____ THE DATA
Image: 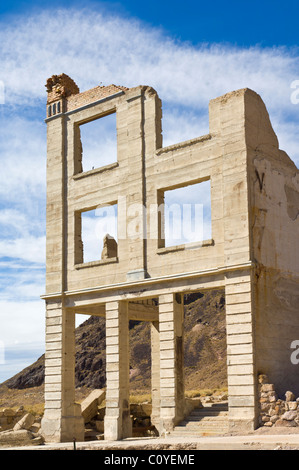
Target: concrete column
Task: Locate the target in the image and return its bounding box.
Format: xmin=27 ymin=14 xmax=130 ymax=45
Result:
xmin=151 ymin=322 xmax=160 ymax=430
xmin=159 ymin=294 xmax=185 ymax=433
xmin=225 ymin=271 xmax=257 ymax=432
xmin=104 ymin=301 xmax=132 ymax=440
xmin=41 ymin=303 xmax=84 ymax=442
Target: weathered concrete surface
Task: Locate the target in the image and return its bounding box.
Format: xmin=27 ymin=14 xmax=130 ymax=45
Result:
xmin=42 ymin=75 xmax=299 ymax=442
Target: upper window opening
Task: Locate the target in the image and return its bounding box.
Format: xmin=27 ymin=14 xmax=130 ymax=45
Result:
xmin=159 ymin=180 xmax=212 ymax=247
xmin=79 ymin=113 xmax=117 ymax=172
xmin=81 ymin=204 xmax=117 ymax=263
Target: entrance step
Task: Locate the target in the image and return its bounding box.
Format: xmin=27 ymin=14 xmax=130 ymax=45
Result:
xmin=169 ymin=402 xmax=228 ymax=437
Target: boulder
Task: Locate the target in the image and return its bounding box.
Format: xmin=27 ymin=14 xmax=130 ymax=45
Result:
xmin=0 ymin=429 xmax=43 ymax=447
xmin=285 ymin=391 xmax=295 ymax=401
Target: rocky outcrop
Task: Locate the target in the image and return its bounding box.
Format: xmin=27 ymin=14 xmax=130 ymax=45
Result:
xmin=0 ymin=407 xmax=44 ymax=447
xmin=2 ymin=289 xmax=227 ymax=390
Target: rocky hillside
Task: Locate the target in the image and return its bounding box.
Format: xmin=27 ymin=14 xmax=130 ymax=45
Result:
xmin=4 ymin=290 xmax=227 ymax=391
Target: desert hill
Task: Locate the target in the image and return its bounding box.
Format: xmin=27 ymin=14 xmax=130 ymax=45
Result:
xmin=1 ymin=289 xmax=227 ymax=392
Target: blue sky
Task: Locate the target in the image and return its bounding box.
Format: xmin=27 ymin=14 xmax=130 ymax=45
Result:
xmin=0 ymin=0 xmax=299 ymax=383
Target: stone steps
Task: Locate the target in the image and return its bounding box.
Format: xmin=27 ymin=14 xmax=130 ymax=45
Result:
xmin=169 ymin=403 xmax=228 ymax=437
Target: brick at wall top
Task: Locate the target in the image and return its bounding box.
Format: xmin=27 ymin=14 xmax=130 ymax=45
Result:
xmin=46 ymin=73 xmax=128 ymax=111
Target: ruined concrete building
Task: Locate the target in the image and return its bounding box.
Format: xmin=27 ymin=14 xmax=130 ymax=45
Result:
xmin=42 ymin=74 xmax=299 ymax=442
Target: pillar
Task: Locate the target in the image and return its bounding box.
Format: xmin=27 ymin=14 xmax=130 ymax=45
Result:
xmin=159 ymin=294 xmax=185 ymax=433
xmin=225 ymin=271 xmax=257 ymax=432
xmin=104 ymin=301 xmax=132 ymax=440
xmin=151 ymin=321 xmax=160 ymax=430
xmin=41 ymin=302 xmax=84 ymax=442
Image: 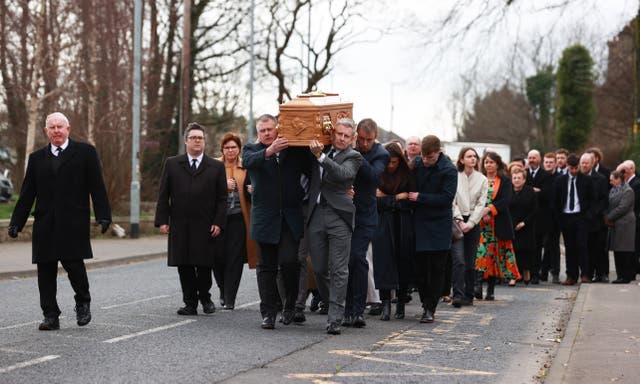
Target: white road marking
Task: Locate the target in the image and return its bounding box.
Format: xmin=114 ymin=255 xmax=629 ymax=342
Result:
xmin=100 ymin=295 xmax=171 ymax=309
xmin=235 ymin=300 xmax=260 ymax=309
xmin=0 ymin=355 xmax=60 ymax=373
xmin=103 ymin=320 xmax=195 ymax=344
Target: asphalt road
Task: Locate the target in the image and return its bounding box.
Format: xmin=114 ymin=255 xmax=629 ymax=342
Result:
xmin=0 ymin=260 xmax=576 ymax=383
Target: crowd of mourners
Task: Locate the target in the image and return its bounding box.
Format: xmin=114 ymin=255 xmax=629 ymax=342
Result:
xmin=189 ymin=115 xmax=640 ymax=334
xmin=8 ymin=113 xmax=640 ymax=335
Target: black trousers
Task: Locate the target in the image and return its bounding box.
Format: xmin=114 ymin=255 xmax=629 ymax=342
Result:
xmin=416 ymin=250 xmax=449 ymax=312
xmin=344 ymin=225 xmax=376 ymax=316
xmin=540 ymin=225 xmax=560 ymax=277
xmin=587 ymin=227 xmax=609 ymax=278
xmin=178 ymin=265 xmax=212 ymax=308
xmin=256 ymin=222 xmax=300 ymax=317
xmin=560 ymin=213 xmax=589 ymax=280
xmin=213 ymin=213 xmax=247 ymax=306
xmin=38 ymin=260 xmax=91 ymax=317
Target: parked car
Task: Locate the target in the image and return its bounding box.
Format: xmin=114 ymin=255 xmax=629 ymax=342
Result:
xmin=0 ymin=174 xmax=13 ymax=203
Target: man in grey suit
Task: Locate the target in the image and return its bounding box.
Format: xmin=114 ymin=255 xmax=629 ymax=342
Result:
xmin=307 ymin=119 xmax=362 ymax=335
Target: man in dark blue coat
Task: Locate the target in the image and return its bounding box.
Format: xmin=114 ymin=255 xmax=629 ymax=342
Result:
xmin=409 ymin=135 xmax=458 ymax=323
xmin=8 ymin=112 xmax=111 ymax=331
xmin=242 ymin=115 xmax=310 ymax=329
xmin=343 ymin=119 xmax=391 ymax=328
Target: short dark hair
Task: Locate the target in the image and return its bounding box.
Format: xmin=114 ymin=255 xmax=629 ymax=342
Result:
xmin=567 ymin=153 xmax=580 ymax=167
xmin=256 ymin=113 xmax=278 ymax=125
xmin=356 ymin=118 xmax=378 ymax=137
xmin=420 ymin=135 xmax=442 ymax=155
xmin=184 ymin=121 xmax=206 ymax=140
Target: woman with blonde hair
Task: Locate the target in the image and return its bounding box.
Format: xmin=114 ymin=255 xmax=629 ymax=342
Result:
xmin=213 ymin=132 xmax=258 ymax=310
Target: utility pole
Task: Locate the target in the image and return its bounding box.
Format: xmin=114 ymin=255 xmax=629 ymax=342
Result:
xmin=129 ymin=0 xmax=142 ymax=239
xmin=178 ymin=0 xmax=193 ymax=154
xmin=247 ymin=0 xmax=256 ymax=143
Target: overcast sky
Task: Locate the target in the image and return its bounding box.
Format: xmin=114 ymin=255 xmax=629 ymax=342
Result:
xmin=254 ymin=0 xmax=638 ymax=140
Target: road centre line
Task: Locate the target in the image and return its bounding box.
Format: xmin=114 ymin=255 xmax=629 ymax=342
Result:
xmin=100 ymin=295 xmax=171 ymax=309
xmin=103 ymin=320 xmax=195 ymax=344
xmin=0 ymin=355 xmax=60 ymax=373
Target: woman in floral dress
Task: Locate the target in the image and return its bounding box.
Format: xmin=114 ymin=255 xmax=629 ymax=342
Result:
xmin=474 ymin=151 xmax=520 ymax=300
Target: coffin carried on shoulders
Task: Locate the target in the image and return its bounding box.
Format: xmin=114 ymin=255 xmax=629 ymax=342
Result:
xmin=278 ymin=92 xmax=353 ymax=146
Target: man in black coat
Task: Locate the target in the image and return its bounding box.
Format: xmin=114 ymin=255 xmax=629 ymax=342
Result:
xmin=155 ymin=123 xmax=227 ymax=316
xmin=526 ymin=149 xmax=553 ymax=284
xmin=8 ymin=112 xmax=111 ymax=331
xmin=343 ymin=119 xmax=391 ymax=328
xmin=553 ymin=154 xmax=595 ymax=285
xmin=580 ymin=152 xmax=609 ymax=283
xmin=616 ymin=160 xmax=640 ymax=277
xmin=242 ymin=114 xmax=311 ymax=329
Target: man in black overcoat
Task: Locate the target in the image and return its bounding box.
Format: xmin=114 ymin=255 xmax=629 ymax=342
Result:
xmin=155 ymin=123 xmax=227 ymax=316
xmin=553 ymin=154 xmax=595 ymax=285
xmin=242 ymin=114 xmax=311 ymax=329
xmin=528 ymin=149 xmax=553 ymax=284
xmin=8 ymin=112 xmax=111 ymax=331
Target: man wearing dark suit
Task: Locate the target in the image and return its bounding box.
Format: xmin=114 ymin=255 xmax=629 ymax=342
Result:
xmin=409 ymin=135 xmax=458 ymax=323
xmin=242 ymin=114 xmax=311 ymax=329
xmin=526 ymin=149 xmax=553 ymax=284
xmin=580 ymin=152 xmax=609 ymax=283
xmin=8 ymin=112 xmax=111 ymax=331
xmin=553 ymin=154 xmax=595 ymax=285
xmin=616 ymin=160 xmax=640 ymax=280
xmin=307 ymin=119 xmax=363 ymax=335
xmin=155 ymin=123 xmax=227 ymax=316
xmin=540 ymin=152 xmax=562 ymax=284
xmin=344 ymin=119 xmax=391 ymax=328
xmin=585 ymin=147 xmax=611 ymax=182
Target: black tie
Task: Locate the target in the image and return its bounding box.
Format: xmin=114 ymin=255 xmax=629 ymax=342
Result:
xmin=569 ymin=176 xmax=576 ymax=211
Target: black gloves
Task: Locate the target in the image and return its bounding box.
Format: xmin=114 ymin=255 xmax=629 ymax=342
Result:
xmin=7 ymin=225 xmax=18 ymax=239
xmin=98 ymin=219 xmax=111 ymax=235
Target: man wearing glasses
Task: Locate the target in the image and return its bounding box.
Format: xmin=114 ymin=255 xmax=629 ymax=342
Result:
xmin=155 ymin=123 xmax=227 ymax=316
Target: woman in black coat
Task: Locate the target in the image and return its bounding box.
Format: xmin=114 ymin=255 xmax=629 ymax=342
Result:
xmin=474 ymin=152 xmax=520 ymax=300
xmin=372 ymin=143 xmax=415 ymax=321
xmin=509 ymin=166 xmax=538 ymax=286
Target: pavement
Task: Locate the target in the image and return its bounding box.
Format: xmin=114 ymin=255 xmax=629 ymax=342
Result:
xmin=0 ymin=236 xmax=640 ymax=384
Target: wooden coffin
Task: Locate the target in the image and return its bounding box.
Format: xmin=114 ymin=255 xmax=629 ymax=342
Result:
xmin=278 ymin=92 xmax=353 ymax=146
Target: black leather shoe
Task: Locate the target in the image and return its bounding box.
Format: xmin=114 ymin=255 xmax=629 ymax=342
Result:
xmin=342 ymin=315 xmax=353 ymax=327
xmin=281 ymin=309 xmax=293 ymax=325
xmin=327 ymin=322 xmax=342 ymax=335
xmin=369 ymin=303 xmax=382 ymax=316
xmin=260 ymin=315 xmax=276 ymax=329
xmin=76 ymin=303 xmax=91 ymax=327
xmin=176 ymin=305 xmax=198 ymax=316
xmin=460 ymin=299 xmax=473 ymax=307
xmin=202 ymin=300 xmax=216 ymax=313
xmin=38 ymin=317 xmax=60 ymax=331
xmin=293 ymin=308 xmax=307 ymax=324
xmin=352 ymin=315 xmax=367 ymax=328
xmin=420 ymin=309 xmax=435 ymax=323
________
- **WHAT YOU ARE ASKED TO DO**
Can you copy the records from the very beginning through the line containing "xmin=169 ymin=402 xmax=228 ymax=437", with that line included and the pictures left out?

- **OUTPUT BELOW**
Image: 
Target: concrete column
Task: Locate the target in the image and return its bounding box.
Format: xmin=27 ymin=14 xmax=130 ymax=45
Result:
xmin=151 ymin=322 xmax=160 ymax=430
xmin=159 ymin=294 xmax=185 ymax=433
xmin=225 ymin=271 xmax=257 ymax=432
xmin=104 ymin=301 xmax=132 ymax=440
xmin=41 ymin=303 xmax=84 ymax=442
Target: weathered concrete surface
Task: Locate the target in the image and return its bounding box.
Format: xmin=27 ymin=14 xmax=130 ymax=45
Result:
xmin=42 ymin=75 xmax=299 ymax=442
Target: upper window opening
Task: Locate the target in the image and return its bounding box.
Format: xmin=27 ymin=14 xmax=130 ymax=45
Result:
xmin=159 ymin=180 xmax=212 ymax=247
xmin=79 ymin=113 xmax=117 ymax=172
xmin=81 ymin=204 xmax=117 ymax=263
Target: entrance step
Task: Locate the target in the image and return its bounding box.
Format: xmin=27 ymin=14 xmax=130 ymax=45
Result:
xmin=169 ymin=402 xmax=228 ymax=437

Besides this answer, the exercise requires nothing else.